> 課題: 下の提示文で、院内感染によるコストの推計に使われた頻度が割合で示されている手法はどれですか。それぞれの割合とともにすべて挙げてください。

> 提示文:
==========
院内感染によるコストの推計のための種々の解析法:システマティックレビュー★
Variations in analytical methodology for estimating costs of hospital-acquired infections: a systematic review
H. Fukuda*, J. Lee, Y. Imanaka
*Institute for Health Economics and Policy, Japan
Journal of Hospital Infection (2011) 77, 93-105
費用対効果に優れた感染制御対策を策定するためには、院内感染による追加コストを算出することが不可欠である。このようなコスト推計法には、ケースレビュー、変数をマッチさせた比較、回帰分析などがある。どのコスト推計法を選択するかにより推計値の精度に影響を与えると考えられるが、回帰分析では一般に、その他の手法にみられる選択バイアスを回避することが可能である。本研究の目的は、院内感染による追加コストの推計を実施している研究の発表論文を対象として、コスト推計法の使用状況と傾向を明らかにすることである。MEDLINE を利用し、院内感染によるコストの推計を実施している 1980 年から 2006 年にピアレビュー誌に掲載された論文を系統的に検索した。推計法の 10 年ごとの変遷を Fisher の正確確率検定を用いて解析した。院内感染によるコストの推計に使用された手法で最も頻度が高いものは多変数をマッチさせた比較(59.6%)であり、次いで回帰モデル(25.8%)とケースレビュー(7.9%)であった。1980 年代、1990 年代、および 2000 年以降にわたって、回帰モデルを用いた研究は有意に増加し、変数をマッチさせた比較は減少した(P = 0.033)。院内感染によるコストの推計には、近年は回帰分析が用いられる頻度が高くなっているが、現在も半数以上は変数をマッチさせた比較が使用されている。研究者は解析法に関して、より高い見識をもつべきであり、さらに精度の高い推計法を明らかにするためには比較分析が必要である。本総説は解析専門家を対象として、院内感染によるコストの推計のための既存の種々の手法について、その使用状況、傾向、および利点と欠点を概説する。
==========
> データ欄:

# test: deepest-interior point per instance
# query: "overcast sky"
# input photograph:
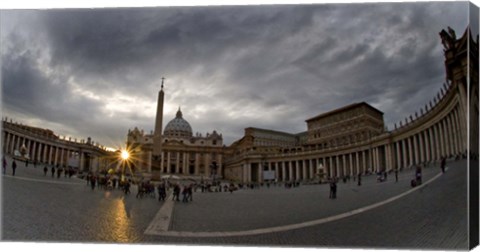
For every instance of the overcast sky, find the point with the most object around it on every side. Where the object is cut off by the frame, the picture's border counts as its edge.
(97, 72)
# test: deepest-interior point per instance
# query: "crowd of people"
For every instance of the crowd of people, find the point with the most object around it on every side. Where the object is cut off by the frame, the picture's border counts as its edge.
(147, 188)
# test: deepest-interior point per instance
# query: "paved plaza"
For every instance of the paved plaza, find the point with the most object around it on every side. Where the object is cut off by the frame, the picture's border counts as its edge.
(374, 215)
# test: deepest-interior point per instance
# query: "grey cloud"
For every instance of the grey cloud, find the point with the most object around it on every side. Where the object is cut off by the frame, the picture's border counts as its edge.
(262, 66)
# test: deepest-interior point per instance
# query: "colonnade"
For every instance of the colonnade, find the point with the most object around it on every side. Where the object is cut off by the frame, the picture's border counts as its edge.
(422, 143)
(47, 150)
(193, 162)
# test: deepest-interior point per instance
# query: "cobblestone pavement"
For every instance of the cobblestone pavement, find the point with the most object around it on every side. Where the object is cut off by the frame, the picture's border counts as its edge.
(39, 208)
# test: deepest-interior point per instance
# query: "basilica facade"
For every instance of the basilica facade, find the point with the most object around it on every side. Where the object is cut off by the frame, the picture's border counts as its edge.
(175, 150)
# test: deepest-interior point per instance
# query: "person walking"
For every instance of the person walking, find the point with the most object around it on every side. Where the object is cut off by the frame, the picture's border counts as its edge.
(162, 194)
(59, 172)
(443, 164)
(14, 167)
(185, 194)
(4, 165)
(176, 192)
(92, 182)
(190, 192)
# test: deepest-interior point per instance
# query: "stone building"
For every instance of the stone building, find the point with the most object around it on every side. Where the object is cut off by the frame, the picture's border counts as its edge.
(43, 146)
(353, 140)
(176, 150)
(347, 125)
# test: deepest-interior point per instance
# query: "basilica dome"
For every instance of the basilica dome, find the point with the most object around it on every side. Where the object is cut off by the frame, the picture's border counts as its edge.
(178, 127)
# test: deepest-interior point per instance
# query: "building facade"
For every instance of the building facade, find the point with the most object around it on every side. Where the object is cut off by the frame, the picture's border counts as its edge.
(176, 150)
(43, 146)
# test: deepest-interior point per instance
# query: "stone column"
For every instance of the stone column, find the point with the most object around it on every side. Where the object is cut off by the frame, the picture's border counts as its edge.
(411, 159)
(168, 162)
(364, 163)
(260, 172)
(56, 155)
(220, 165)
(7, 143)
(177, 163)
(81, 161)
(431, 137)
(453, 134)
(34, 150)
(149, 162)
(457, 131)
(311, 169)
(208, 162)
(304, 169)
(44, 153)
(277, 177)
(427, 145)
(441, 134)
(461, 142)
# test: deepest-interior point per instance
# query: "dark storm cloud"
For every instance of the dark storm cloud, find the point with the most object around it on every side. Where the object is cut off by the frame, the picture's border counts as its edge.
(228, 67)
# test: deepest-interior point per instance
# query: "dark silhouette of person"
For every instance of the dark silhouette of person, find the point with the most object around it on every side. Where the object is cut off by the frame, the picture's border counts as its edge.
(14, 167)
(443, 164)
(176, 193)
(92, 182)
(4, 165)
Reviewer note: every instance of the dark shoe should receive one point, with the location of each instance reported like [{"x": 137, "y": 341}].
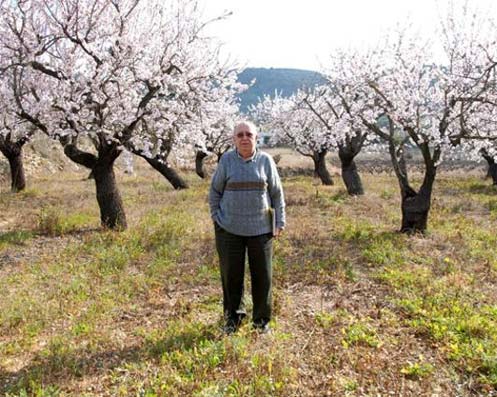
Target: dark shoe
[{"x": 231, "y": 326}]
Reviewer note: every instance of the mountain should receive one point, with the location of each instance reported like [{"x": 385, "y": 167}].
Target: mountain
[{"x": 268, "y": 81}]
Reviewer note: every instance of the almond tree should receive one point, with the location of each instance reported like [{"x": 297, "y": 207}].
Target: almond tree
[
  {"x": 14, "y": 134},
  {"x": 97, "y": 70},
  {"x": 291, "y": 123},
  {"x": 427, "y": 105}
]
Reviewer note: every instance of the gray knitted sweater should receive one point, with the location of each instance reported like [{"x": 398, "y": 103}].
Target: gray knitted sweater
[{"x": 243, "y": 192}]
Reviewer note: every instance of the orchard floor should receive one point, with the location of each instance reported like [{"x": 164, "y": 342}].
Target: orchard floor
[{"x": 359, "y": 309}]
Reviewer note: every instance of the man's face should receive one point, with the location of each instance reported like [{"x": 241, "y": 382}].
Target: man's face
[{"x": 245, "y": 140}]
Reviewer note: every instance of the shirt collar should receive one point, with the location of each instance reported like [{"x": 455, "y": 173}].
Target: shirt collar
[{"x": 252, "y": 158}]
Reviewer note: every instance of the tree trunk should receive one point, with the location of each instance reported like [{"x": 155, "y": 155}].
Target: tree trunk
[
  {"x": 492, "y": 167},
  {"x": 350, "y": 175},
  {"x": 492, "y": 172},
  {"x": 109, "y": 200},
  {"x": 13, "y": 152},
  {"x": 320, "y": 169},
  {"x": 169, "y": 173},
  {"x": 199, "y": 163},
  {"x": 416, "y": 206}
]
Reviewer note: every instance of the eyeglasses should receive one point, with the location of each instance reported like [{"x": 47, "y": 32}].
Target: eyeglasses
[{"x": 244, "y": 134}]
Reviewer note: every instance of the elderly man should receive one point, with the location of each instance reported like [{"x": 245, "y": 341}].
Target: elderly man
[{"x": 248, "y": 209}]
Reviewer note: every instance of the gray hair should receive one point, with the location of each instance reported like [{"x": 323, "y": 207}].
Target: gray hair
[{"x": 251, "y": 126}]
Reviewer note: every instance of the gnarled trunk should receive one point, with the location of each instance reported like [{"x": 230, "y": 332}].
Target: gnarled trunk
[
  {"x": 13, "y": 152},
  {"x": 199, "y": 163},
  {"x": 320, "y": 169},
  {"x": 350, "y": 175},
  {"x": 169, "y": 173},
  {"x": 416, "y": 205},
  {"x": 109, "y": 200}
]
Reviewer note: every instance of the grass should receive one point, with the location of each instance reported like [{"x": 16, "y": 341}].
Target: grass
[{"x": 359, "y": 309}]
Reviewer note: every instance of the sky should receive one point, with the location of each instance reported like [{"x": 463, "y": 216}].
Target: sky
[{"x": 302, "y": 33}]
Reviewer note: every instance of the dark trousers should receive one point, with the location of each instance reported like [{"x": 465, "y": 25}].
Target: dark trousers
==========
> 模範解答:
・多変数をマッチさせた比較:59.6%
・回帰モデル:25.8%
・ケースレビュー:7.9%